── Material supplied
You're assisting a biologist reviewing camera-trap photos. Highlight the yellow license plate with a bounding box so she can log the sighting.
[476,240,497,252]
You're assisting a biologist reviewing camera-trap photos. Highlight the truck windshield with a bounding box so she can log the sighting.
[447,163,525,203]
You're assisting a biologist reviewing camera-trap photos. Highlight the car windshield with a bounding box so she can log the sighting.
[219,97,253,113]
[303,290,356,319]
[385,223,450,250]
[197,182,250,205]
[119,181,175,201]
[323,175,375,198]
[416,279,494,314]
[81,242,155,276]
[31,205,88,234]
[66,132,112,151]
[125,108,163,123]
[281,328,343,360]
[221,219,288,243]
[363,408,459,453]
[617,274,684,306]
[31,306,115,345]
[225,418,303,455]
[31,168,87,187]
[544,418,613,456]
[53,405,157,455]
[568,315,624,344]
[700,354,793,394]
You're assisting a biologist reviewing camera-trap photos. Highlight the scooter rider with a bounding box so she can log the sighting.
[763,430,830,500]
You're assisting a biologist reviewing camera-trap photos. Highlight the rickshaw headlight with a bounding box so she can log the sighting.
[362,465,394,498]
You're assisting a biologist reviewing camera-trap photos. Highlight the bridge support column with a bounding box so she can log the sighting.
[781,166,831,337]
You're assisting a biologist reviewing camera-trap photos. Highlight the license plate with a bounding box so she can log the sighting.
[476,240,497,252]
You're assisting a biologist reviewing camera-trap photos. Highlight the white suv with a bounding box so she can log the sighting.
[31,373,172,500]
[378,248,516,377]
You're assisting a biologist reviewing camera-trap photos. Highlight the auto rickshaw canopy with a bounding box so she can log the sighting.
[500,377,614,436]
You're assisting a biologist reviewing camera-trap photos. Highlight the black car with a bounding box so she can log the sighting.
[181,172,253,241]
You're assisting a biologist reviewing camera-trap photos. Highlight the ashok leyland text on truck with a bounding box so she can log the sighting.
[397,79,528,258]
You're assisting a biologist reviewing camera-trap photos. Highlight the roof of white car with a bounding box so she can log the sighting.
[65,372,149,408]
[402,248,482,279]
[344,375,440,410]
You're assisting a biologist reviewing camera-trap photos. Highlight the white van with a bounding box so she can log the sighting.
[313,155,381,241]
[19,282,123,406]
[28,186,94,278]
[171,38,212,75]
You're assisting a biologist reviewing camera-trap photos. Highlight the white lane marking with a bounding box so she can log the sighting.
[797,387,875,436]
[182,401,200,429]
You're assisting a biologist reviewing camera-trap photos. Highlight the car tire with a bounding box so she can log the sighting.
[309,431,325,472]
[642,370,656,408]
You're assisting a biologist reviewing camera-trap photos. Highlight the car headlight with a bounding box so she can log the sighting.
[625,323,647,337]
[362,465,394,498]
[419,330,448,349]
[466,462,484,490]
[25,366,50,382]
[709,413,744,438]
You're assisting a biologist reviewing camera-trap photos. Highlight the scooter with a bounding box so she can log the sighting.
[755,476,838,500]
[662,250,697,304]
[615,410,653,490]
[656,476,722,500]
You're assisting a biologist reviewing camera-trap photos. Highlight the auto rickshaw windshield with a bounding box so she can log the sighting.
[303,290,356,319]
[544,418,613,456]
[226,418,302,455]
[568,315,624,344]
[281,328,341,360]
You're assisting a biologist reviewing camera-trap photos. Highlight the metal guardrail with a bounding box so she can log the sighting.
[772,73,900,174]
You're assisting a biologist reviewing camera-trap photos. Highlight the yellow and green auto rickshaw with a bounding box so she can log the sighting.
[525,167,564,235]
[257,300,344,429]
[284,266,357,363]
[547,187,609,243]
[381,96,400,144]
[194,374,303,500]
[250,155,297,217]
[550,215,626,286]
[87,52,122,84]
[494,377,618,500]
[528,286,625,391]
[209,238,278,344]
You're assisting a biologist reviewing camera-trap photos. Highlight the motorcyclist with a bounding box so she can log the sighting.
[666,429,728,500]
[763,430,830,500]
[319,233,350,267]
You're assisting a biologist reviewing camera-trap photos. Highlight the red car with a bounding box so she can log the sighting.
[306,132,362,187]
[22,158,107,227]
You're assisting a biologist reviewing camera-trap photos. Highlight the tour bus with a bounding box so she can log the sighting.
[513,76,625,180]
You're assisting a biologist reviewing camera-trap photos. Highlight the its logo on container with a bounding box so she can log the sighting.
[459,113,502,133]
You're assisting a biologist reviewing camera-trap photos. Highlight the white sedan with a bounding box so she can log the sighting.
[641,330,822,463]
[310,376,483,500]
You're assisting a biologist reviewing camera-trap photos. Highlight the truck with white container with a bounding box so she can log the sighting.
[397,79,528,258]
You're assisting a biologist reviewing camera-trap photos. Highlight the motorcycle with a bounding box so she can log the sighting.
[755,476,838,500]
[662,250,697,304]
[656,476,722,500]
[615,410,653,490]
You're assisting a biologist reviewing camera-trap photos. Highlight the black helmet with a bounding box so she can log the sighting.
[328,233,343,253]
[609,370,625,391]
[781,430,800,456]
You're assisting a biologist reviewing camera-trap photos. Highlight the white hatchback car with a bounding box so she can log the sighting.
────
[Problem description]:
Rewrite all of the records above, replacing every occurrence of "biologist" with "zoologist" and leaving everything else unchanged.

[Correct output]:
You're assisting a zoologist reviewing camera-trap photos. Highlight the yellow license plate with a bounding box so she can log the sighting.
[476,240,497,252]
You're assisting a zoologist reviewing camera-trap photos. Highlight the truck windshield with a bounding box so she can log the sighting.
[447,163,525,203]
You're assisting a zoologist reviewing camera-trap photos. Highlight the car windshield with a bounding box so she can log the sighting.
[219,97,253,113]
[303,290,356,319]
[385,223,450,250]
[197,182,250,205]
[119,181,175,201]
[323,175,375,198]
[416,279,494,314]
[81,242,155,276]
[31,205,88,234]
[66,132,112,151]
[125,108,163,123]
[281,328,343,360]
[221,219,288,243]
[363,408,459,453]
[617,274,684,306]
[31,306,115,345]
[225,418,303,455]
[31,168,87,187]
[544,418,613,456]
[53,405,157,455]
[568,315,624,344]
[700,354,793,394]
You're assisting a zoologist reviewing camera-trap photos. Highlight the scooter rider with a bounding box so she can log the sighting.
[763,430,830,500]
You're assisting a zoologist reviewing camera-trap photos. Highlight the rickshaw headlight with a bounding box so she can log the sighting.
[362,465,394,498]
You're assisting a zoologist reviewing camera-trap photos. Highlight the bridge support column with a bounding box so she can log the sighting.
[781,166,831,337]
You're assisting a zoologist reviewing camera-trap photos. Highlight the license plate with a bounding box so she can log the sighting.
[476,240,497,252]
You're assisting a zoologist reviewing camera-trap photos. Highlight the white suv with a bounding box so she can log the sighting.
[31,373,172,500]
[378,248,516,377]
You're assisting a zoologist reviewing camera-trap photos. Highlight the auto rickshaw canopy with a bounding box so she can log the sighting.
[500,377,614,436]
You're assisting a zoologist reviewing camera-trap photos. Highlight the black car with a bounding box so she can log the sighting.
[181,172,253,241]
You're assisting a zoologist reviewing camera-trap photos. Highlight the ashok leyland text on truck with a bounding box so she can log the sighting.
[397,79,528,258]
You're assisting a zoologist reviewing camera-trap photos. Highlight the roof of white car with a bounding box so she can log the sighting.
[65,372,149,408]
[402,248,482,279]
[344,375,440,410]
You're assisting a zoologist reviewing camera-trap photos. Highlight the white van with a bounding box so she can log the sighting.
[313,155,381,241]
[19,282,123,406]
[28,186,94,278]
[171,38,212,75]
You're assisting a zoologist reviewing camera-trap photos. Highlight the white lane marking with a bounding box so she can log the sighting.
[797,387,875,436]
[182,401,200,429]
You're assisting a zoologist reviewing camera-trap photos. Highlight the car tire with a bounding box so she can log the sighting.
[309,431,325,472]
[642,370,656,408]
You're assisting a zoologist reviewing camera-trap photos. Highlight the car headlight with a bounding box so she can log the sighting.
[625,323,647,337]
[362,465,394,498]
[419,330,448,349]
[466,462,484,490]
[25,366,50,382]
[709,413,744,438]
You're assisting a zoologist reviewing camera-trap photos. Highlight the scooter with a bounding box so she can log the sighting.
[755,476,838,500]
[662,250,697,304]
[615,410,653,490]
[656,476,722,500]
You're assisting a zoologist reviewing camera-trap photos. Highlight the auto rickshaw windshield with a bounding box so she can log the sighting.
[303,290,356,319]
[544,418,613,456]
[226,418,302,455]
[568,315,624,344]
[281,328,341,360]
You're assisting a zoologist reviewing camera-trap photos. Highlight the metal guardrail with a bounding box so she can log the sighting.
[772,73,900,174]
You're assisting a zoologist reviewing camera-trap photos. Highlight the yellow and green auto rickshaw with a bounding box so she can log the sighting.
[525,167,564,235]
[257,300,344,429]
[284,266,357,363]
[547,187,609,243]
[381,96,400,144]
[194,374,303,500]
[250,155,297,217]
[550,215,626,286]
[87,52,122,84]
[494,377,618,500]
[528,286,625,391]
[209,238,278,344]
You're assisting a zoologist reviewing camera-trap photos. Highlight the motorcyclist with a bounding box so she can log the sighting.
[666,429,728,500]
[763,430,830,500]
[319,233,350,267]
You're assisting a zoologist reviewing camera-trap photos. Highlight the red car with a bounding box so she can log the sighting.
[306,132,362,187]
[22,158,107,227]
You're assisting a zoologist reviewing camera-trap photos. Highlight the tour bus with a bounding box so she can log the sighting.
[513,76,625,180]
You're assisting a zoologist reviewing camera-trap photos. Highlight the its logo on container with a bounding box so she can log the sighting.
[459,113,502,133]
You're assisting a zoologist reviewing camera-trap photos. Highlight the white sedan with a bounding box so she can log the sighting.
[641,330,822,463]
[310,376,483,500]
You're assisting a zoologist reviewing camera-trap photos. Highlight the truck with white container with a bounding box so she can log the sighting.
[397,79,528,258]
You're assisting a zoologist reviewing camera-trap photos. Highlight the motorcycle with a bounding box so she can log the sighting.
[755,476,838,500]
[662,250,697,304]
[656,476,722,500]
[615,410,653,490]
You're assisting a zoologist reviewing camera-trap photos. Highlight the black helmet with a bounding box so she can log the sighting.
[328,233,343,253]
[609,370,625,391]
[781,430,800,456]
You're assisting a zoologist reviewing camera-trap photos. Highlight the white hatchback car with a bounding box so she can log the sighting.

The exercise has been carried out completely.